Given instruction => Print out each record below, unaltered and complete, without its images.

Records shown =>
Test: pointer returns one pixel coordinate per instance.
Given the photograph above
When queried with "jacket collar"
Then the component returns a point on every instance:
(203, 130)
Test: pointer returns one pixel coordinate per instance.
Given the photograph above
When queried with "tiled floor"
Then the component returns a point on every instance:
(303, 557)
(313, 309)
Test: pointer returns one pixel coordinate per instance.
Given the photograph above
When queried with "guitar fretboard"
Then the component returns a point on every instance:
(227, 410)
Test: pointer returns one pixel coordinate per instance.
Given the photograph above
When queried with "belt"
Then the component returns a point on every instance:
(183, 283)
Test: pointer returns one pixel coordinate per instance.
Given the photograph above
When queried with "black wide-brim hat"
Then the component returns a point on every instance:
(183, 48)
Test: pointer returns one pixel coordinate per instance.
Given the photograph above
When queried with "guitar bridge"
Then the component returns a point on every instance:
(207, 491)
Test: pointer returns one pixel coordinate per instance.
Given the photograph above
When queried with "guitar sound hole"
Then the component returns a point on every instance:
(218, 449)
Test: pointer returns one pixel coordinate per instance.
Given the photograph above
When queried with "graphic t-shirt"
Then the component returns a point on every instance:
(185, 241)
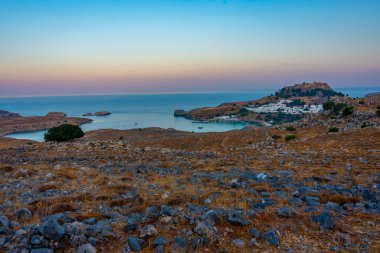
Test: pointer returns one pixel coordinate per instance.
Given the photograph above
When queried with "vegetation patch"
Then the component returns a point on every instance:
(64, 132)
(290, 137)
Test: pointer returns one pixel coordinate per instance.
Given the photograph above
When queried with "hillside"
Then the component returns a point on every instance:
(288, 104)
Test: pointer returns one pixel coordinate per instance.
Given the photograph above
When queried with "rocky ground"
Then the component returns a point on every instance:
(155, 190)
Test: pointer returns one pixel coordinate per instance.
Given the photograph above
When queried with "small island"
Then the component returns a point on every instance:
(101, 113)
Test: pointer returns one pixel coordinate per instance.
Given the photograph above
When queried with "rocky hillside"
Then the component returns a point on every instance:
(289, 104)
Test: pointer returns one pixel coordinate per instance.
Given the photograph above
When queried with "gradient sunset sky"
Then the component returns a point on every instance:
(92, 46)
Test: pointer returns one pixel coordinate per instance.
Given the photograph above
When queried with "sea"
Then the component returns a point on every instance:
(139, 111)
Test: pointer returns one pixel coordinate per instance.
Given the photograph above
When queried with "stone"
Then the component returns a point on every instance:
(42, 250)
(236, 218)
(134, 243)
(238, 243)
(254, 233)
(198, 242)
(24, 214)
(4, 224)
(285, 212)
(272, 237)
(311, 201)
(148, 230)
(205, 229)
(324, 220)
(35, 240)
(160, 240)
(179, 244)
(212, 217)
(52, 230)
(85, 248)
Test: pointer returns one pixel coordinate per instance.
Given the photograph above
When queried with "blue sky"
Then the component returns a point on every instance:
(67, 47)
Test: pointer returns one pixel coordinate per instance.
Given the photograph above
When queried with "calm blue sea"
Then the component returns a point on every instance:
(138, 111)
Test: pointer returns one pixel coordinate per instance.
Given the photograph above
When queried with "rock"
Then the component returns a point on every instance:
(254, 233)
(6, 114)
(311, 201)
(91, 221)
(272, 237)
(56, 114)
(42, 250)
(85, 248)
(179, 244)
(159, 244)
(198, 242)
(159, 249)
(102, 113)
(134, 243)
(238, 243)
(159, 241)
(180, 113)
(208, 201)
(35, 240)
(234, 217)
(148, 230)
(205, 229)
(235, 183)
(212, 217)
(285, 212)
(262, 176)
(51, 229)
(324, 220)
(4, 224)
(24, 214)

Answer =>
Test: pointer returns one pixel coordinate per instance.
Given the photograph above
When queried with "jacket collar"
Then the component returns a point on every instance:
(203, 130)
Test: pointer returns one pixel coordinate per instance.
Given the photograph above
When queried with "tiled floor"
Then the component returns a point on every instance:
(303, 557)
(313, 309)
Test: pointer returns one pixel coordinate per instance.
Given the photograph above
When queried with "guitar fretboard"
Then the component returns a point on every instance:
(227, 410)
Test: pointer returns one pixel coordinate per instance.
Given the photograph above
When queried with "belt"
Then the component returns a point on every instance:
(183, 283)
Test: pointer returns one pixel coordinate per instance.
Given the photograph above
When queried with "black wide-brim hat"
Then the component returns a point on every instance:
(183, 48)
Test: pointer returns one pixel coordinate per instance.
Given the photograph above
When queried with "guitar bridge"
Then the component returns a point on every instance:
(207, 491)
Test: pointer returns one pixel coordinate per instance.
Given the photograph above
When queried with "guitar sound hole"
Then the component returns a point on every instance:
(218, 449)
Test: pointer returns one pixel coordinate per instance.
Given the photograph above
When queried with "graphic t-shirt"
Then the component returns a point on every instance:
(185, 241)
Test: pointer returns one pixel coordinate per instance.
Given the photograph above
When queried with "vegetation patch"
Then the component returns a point on every instance:
(64, 132)
(290, 137)
Test: pointer returns one pixel coordinate per instance.
Given the photograph above
When queried with "hillside"
Then the component returns a point on every instance:
(288, 104)
Test: pointer returns one pixel coordinate per instance.
Given the photograph above
When queried with "rocky ground"
Then the component returns a point on every instance:
(155, 190)
Test: pointer returns one pixel coordinate per instance.
Given the photograph above
When queried with "small island"
Then the component returns a point on every instance:
(101, 113)
Test: pointer returns one pixel coordinate per instance.
Given the photograph above
When queried with "rocky hillside"
Then the component returns a point on every instance:
(289, 104)
Test: pointer returns one pixel coordinate per instance.
Given the photograph above
When queried with "gradient sunset sky"
Then the component returns a point on every instance:
(92, 46)
Test: pointer returns one pixel coordinate per instance.
Given the photograph above
When queried with "sea"
Then the component returns a point on every instance:
(139, 111)
Test: pointer returns one pixel coordinate per instance.
Given the photograph above
When queried with "stone"
Then the component returns a point on every instance:
(42, 250)
(236, 218)
(134, 243)
(238, 243)
(254, 233)
(198, 242)
(24, 214)
(4, 224)
(285, 212)
(272, 237)
(311, 201)
(148, 230)
(205, 229)
(324, 220)
(35, 240)
(160, 240)
(179, 244)
(212, 217)
(52, 230)
(85, 248)
Test: pointer returns one pixel coordinate per instance.
Given the photograph above
When queried with "blue sky"
Then the component returns a point on every instance:
(67, 47)
Test: pointer returns one pixel coordinate per instance.
Given the photograph above
When queried with "calm blue sea"
Then the component returns a point on every instance:
(138, 111)
Test: pointer returns one pixel coordinate per instance.
Given the photograph above
When queried with "rock"
Then the component returns a point on every instance:
(254, 233)
(6, 114)
(311, 201)
(91, 221)
(272, 237)
(56, 114)
(42, 250)
(85, 248)
(179, 244)
(159, 244)
(198, 242)
(159, 249)
(102, 113)
(134, 243)
(238, 243)
(159, 241)
(180, 113)
(208, 201)
(35, 240)
(234, 217)
(148, 230)
(205, 229)
(235, 183)
(212, 217)
(285, 212)
(262, 176)
(51, 229)
(324, 220)
(4, 224)
(24, 214)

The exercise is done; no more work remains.